◆ SOURCE MATERIAL ◆
--------------------------------
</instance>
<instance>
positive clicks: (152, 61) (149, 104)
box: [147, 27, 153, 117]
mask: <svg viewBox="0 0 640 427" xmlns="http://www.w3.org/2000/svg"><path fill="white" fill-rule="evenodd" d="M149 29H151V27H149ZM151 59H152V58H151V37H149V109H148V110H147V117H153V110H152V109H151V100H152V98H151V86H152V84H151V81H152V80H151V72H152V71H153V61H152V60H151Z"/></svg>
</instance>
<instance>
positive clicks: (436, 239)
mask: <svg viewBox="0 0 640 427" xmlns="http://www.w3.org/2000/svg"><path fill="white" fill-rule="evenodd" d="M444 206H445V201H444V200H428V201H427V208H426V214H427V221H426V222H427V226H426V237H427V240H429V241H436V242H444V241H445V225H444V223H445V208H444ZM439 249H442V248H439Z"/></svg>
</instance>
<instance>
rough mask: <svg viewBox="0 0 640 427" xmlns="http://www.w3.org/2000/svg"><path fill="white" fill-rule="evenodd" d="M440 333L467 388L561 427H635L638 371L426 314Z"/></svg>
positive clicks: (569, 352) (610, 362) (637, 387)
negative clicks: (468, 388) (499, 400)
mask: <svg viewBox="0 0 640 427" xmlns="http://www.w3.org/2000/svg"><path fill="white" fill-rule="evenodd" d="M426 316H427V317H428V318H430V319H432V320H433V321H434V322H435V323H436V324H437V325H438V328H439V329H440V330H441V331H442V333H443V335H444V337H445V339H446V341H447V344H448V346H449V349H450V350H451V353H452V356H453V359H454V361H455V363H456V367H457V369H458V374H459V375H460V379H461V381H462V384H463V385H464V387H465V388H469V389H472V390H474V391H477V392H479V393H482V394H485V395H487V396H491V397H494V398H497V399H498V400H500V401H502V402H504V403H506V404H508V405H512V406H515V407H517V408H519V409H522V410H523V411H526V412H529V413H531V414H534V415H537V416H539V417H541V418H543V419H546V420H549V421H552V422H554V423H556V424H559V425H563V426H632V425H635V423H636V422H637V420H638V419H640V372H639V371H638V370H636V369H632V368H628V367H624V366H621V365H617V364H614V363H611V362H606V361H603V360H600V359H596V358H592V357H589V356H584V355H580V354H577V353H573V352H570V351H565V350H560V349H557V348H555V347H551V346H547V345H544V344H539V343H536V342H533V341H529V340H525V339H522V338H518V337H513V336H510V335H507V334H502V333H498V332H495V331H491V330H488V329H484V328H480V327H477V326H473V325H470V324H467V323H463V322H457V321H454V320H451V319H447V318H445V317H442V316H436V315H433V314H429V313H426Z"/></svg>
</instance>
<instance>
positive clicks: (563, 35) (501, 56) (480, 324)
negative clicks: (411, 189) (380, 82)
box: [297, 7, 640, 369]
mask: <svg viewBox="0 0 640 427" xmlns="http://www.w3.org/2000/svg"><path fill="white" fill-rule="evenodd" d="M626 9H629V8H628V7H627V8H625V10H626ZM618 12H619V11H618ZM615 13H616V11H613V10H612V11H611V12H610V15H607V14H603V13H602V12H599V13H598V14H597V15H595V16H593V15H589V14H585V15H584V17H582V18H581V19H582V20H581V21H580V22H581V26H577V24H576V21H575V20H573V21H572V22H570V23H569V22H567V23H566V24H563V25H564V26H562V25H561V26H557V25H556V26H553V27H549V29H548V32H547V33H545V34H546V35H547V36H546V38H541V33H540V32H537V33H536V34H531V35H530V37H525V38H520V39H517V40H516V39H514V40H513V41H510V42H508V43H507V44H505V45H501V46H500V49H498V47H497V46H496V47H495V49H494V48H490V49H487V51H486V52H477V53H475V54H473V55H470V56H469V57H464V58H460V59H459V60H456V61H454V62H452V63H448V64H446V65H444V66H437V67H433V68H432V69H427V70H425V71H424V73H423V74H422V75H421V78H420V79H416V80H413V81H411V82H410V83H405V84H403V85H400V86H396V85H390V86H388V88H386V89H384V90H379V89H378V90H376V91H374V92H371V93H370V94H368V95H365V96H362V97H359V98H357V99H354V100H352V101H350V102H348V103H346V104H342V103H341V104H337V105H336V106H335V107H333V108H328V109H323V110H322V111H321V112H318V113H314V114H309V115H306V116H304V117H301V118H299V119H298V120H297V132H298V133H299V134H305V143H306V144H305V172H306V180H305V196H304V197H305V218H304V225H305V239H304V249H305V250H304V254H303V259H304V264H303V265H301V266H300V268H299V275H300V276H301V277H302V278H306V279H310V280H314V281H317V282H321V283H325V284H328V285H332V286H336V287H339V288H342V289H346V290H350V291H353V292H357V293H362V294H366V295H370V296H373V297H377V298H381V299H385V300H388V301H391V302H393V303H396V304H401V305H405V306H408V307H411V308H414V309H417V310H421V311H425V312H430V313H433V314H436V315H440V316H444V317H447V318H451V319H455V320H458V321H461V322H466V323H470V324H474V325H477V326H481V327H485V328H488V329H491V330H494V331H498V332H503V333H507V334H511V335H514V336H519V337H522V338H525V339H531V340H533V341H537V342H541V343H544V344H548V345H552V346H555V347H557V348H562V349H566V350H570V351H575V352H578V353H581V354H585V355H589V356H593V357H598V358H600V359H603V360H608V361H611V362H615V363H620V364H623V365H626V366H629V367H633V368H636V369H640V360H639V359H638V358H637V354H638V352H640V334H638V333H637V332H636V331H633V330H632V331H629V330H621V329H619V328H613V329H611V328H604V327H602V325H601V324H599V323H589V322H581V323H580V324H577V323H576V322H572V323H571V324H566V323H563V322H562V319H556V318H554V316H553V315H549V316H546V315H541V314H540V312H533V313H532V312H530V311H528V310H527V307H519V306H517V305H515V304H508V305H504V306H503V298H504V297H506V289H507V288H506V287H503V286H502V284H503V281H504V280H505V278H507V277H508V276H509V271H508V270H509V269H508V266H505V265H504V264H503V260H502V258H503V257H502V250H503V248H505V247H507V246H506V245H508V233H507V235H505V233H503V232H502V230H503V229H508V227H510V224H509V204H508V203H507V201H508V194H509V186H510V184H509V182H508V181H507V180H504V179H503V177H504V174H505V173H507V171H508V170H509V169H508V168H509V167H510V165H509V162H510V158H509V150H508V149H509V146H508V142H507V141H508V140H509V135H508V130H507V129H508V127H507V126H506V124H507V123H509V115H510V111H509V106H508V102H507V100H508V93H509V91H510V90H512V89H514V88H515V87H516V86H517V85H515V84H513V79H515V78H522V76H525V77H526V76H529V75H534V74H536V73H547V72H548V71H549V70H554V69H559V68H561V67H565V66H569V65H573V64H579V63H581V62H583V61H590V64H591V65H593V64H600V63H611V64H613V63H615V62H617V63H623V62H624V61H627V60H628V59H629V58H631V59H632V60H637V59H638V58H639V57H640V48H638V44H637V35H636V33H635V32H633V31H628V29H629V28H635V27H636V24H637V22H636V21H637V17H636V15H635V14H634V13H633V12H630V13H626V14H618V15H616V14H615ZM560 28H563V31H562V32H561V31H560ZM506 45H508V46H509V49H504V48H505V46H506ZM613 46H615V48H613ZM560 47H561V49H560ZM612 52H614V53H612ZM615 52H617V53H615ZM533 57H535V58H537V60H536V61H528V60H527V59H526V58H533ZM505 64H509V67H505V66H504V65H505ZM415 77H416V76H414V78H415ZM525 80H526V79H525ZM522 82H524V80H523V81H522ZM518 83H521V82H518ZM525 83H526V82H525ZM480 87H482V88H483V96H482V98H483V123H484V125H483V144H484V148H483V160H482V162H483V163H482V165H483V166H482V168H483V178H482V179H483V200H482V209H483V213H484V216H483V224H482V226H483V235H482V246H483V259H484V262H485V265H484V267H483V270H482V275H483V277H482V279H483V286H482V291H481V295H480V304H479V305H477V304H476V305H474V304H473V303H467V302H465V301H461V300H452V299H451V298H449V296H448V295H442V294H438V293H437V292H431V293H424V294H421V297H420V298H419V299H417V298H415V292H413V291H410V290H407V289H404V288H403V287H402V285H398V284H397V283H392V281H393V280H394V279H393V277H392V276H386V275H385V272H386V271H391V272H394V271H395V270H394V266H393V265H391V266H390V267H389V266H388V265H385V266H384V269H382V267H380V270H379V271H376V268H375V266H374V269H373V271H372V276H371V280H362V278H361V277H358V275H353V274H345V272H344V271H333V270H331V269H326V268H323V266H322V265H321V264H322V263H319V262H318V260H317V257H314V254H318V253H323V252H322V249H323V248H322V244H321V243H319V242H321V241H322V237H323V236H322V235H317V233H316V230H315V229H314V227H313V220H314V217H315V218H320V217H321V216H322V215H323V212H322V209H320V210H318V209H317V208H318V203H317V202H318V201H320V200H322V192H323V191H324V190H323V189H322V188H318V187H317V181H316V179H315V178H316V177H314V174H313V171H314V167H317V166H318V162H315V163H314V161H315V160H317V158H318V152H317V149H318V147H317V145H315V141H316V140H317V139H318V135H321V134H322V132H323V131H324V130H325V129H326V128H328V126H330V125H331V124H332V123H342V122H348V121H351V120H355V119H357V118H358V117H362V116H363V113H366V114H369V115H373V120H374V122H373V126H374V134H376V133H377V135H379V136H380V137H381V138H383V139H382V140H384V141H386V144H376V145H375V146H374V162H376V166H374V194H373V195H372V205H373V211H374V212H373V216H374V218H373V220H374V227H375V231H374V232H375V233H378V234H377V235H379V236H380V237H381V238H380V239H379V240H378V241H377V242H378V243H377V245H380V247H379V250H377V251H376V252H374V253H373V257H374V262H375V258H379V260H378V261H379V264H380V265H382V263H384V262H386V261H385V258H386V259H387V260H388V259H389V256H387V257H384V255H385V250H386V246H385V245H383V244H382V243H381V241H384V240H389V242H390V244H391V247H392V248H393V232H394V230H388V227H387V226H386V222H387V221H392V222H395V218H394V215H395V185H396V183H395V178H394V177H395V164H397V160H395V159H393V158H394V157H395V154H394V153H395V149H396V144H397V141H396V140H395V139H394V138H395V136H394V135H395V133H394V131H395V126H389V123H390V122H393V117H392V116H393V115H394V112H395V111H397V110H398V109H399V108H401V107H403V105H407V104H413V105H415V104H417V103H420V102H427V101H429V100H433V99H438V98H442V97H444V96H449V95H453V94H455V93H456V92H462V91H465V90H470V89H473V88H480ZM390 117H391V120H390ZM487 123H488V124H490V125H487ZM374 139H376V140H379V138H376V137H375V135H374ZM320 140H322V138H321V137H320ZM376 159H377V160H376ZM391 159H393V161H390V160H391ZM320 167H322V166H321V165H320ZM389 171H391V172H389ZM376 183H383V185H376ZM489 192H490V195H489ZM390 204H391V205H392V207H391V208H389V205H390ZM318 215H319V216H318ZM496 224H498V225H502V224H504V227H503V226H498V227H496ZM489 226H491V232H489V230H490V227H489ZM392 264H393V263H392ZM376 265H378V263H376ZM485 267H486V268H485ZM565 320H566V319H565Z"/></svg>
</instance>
--------------------------------
◆ TASK TO CARRY OUT ◆
Filter the records above for lines containing the word "clicks", and copy those lines.

◆ OUTPUT OF THE TASK ◆
positive clicks: (152, 61) (149, 104)
positive clicks: (436, 239)
positive clicks: (569, 352) (610, 362) (637, 387)
negative clicks: (468, 388) (499, 400)
positive clicks: (563, 35) (501, 56) (480, 324)
negative clicks: (411, 189) (380, 82)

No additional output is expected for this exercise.